API Reference

Complete reference for the Helix Parse API.

Base URL

https://api.feeds.onhelix.ai

Authentication

All requests require API key authentication using the Bearer token scheme:

Authorization: Bearer YOUR_API_KEY

See the Authentication Guide for details on obtaining and using API keys.

Response Envelope

All successful responses use the standard wrapper:

{
  "success": true,
  "data": { ... }
}

Parse Content

Extract structured content from a URL or raw HTML.

POST /parse

Request

Headers:

Authorization: Bearer YOUR_API_KEY
Content-Type: application/json

Body:

{
  "url": "https://www.bbc.com/news/technology-67988517"
}

Parameters:

Parameter	Type	Required	Description
`url`	string (URL)	Conditional	URL to scrape and parse. Required if `html` not provided.
`html`	string	Conditional	Raw HTML to parse. Required if `url` not provided. Max 2MB.
`title`	string	No	Page title hint for extraction. Max 1,000 chars.
`jobId`	string	No	Custom job ID for idempotency. Max 256 chars.

Validation: Either url or html must be provided. Both can be provided simultaneously -- when both are present, the HTML is used for extraction (no scrape), and the URL is stored as metadata. The url field is validated as a proper URL format; invalid URLs are rejected.

Response

Status: 200 OK

{
  "success": true,
  "data": {
    "jobId": "550e8400-e29b-41d4-a716-446655440000",
    "hasPrimaryContent": true,
    "consumability": {
      "isConsumable": true,
      "reason": "Page contains a full news article with headline, body text, and publication metadata."
    },
    "primaryContent": {
      "title": "Apple Vision Pro: First weekend sees steady sales at stores",
      "description": "Apple's new mixed-reality headset goes on sale in the US, with steady demand reported at stores across the country.",
      "author": "Zoe Kleinman",
      "publisher": "BBC News",
      "publishedAt": "2024-02-04T12:30:00.000Z",
      "updatedAt": "2024-02-04T15:45:00.000Z",
      "isSponsored": false,
      "isDigest": false,
      "accessRestrictionType": null,
      "text": {
        "simplifiedHtml": "<p>Apple's Vision Pro headset has seen steady sales during its first weekend on sale in the US, with reports of consistent demand at Apple stores across the country.</p><p>The $3,499 device, which Apple calls a \"spatial computer\", went on sale on Friday.</p><p>Some stores saw queues, though they were shorter than those seen for recent iPhone launches.</p>"
      },
      "video": null,
      "primaryImage": {
        "url": "https://ichef.bbci.co.uk/news/1024/branded_news/1234/production/_132567890_visionpro.jpg",
        "caption": "A customer tries on the Apple Vision Pro at an Apple Store",
        "credit": "Getty Images"

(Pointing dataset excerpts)
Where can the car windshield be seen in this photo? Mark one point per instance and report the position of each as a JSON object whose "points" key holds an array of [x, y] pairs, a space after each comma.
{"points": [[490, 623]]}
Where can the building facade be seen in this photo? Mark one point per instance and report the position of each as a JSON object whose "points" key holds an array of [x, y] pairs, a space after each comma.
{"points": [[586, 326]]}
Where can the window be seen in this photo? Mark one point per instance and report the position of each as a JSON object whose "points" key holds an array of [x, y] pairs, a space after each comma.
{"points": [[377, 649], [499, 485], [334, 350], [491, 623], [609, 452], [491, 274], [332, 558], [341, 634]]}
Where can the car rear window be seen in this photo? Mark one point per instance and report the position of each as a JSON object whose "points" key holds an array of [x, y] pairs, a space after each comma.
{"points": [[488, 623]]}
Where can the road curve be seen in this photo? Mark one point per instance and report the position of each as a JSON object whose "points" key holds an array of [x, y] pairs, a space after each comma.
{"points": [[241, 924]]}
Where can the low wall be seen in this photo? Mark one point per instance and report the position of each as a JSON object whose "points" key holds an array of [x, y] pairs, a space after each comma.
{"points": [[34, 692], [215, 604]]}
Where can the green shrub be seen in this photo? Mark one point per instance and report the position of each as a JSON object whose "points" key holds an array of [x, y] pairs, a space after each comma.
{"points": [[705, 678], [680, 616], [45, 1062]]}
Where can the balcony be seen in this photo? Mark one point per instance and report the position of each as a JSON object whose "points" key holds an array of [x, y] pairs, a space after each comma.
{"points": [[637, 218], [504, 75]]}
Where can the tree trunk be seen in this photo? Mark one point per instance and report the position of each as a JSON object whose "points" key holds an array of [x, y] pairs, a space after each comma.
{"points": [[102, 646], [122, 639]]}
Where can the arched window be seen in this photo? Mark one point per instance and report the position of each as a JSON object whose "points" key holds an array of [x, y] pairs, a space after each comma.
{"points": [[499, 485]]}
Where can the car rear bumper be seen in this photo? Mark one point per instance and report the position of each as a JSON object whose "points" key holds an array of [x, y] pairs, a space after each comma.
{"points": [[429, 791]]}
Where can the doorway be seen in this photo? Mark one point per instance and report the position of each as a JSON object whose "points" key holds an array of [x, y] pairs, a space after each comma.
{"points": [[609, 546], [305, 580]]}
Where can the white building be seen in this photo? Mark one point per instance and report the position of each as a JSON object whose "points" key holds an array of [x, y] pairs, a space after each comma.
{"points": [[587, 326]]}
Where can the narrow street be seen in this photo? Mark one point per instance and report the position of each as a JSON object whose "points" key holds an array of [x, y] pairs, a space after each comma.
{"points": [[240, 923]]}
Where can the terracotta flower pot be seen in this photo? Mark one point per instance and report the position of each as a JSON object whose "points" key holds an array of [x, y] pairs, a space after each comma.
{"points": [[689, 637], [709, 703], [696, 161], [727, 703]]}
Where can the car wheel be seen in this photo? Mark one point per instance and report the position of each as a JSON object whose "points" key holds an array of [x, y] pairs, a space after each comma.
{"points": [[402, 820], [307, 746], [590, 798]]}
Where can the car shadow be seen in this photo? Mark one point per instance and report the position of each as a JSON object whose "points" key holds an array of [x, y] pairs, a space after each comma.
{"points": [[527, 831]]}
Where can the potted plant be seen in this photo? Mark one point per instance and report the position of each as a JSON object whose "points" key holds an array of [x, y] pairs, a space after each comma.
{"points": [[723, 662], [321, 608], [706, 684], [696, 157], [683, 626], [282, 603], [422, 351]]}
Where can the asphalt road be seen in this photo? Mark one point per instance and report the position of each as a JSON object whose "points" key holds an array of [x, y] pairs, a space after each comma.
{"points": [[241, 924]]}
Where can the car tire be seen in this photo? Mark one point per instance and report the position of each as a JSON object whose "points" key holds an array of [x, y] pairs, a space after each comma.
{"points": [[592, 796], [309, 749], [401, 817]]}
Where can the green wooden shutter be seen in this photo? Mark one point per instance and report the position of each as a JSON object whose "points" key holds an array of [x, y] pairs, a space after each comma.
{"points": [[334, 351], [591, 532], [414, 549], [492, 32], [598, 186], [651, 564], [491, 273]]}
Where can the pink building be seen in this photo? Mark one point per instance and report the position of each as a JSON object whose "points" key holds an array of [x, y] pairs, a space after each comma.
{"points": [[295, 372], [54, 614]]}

● **Problems**:
[a] From the listing, pull out each line containing the word "road", matching its case exactly, and write those lines out in full.
[b] Extend the Helix Parse API reference past its final line.

● **Set of answers**:
[a]
Where can the road curve be seen in this photo? Mark one point per instance and report the position of each as a JSON object whose "points" key holds an array of [x, y] pairs, a space after each comma.
Where can the asphalt road be seen in this photo? Mark one point per instance and report the position of each as a JSON object whose "points" key holds an array of [x, y] pairs, a space after each comma.

[b]
      },
      "originallyPublished": {
        "syndicated": false,
        "domain": null,
        "url": null,
        "publisher": null,
        "publishedAt": null
      }
    },
    "scrape": {
      "httpStatus": 200
    }
  }
}

Response Fields:

Field	Type	Description
`jobId`	string	Job identifier (your provided jobId or auto-generated UUID)
`hasPrimaryContent`	boolean	Whether meaningful primary content was extracted
`consumability`	object	Content quality assessment (see below)
`primaryContent`	object\|null	Extracted content (see below). Null if nothing extracted.
`scrape`	object	HTTP scrape metadata. Present only in URL mode; absent in HTML mode.

Consumability Object:

Field	Type	Description
`isConsumable`	boolean	Whether the page has meaningful standalone content
`reason`	string	Natural language explanation of the assessment

Primary Content Object:

Field	Type	Description
`title`	string\|null	Page or article title
`description`	string\|null	Summary or meta description
`author`	string\|null	Content author
`publisher`	string\|null	Publishing organization
`publishedAt`	string\|null	Publication date (ISO 8601)
`updatedAt`	string\|null	Last update date (ISO 8601)
`isSponsored`	boolean\|null	Whether the content is sponsored
`isDigest`	boolean\|null	Whether the page is a digest of other content
`accessRestrictionType`	string[]\|null	Detected access restrictions (see below)
`text`	object\|null	Body content (see below)
`video`	object\|null	Video content (see below)
`primaryImage`	object\|null	Primary image (see below)
`originallyPublished`	object\|null	Original source for syndicated content (see below)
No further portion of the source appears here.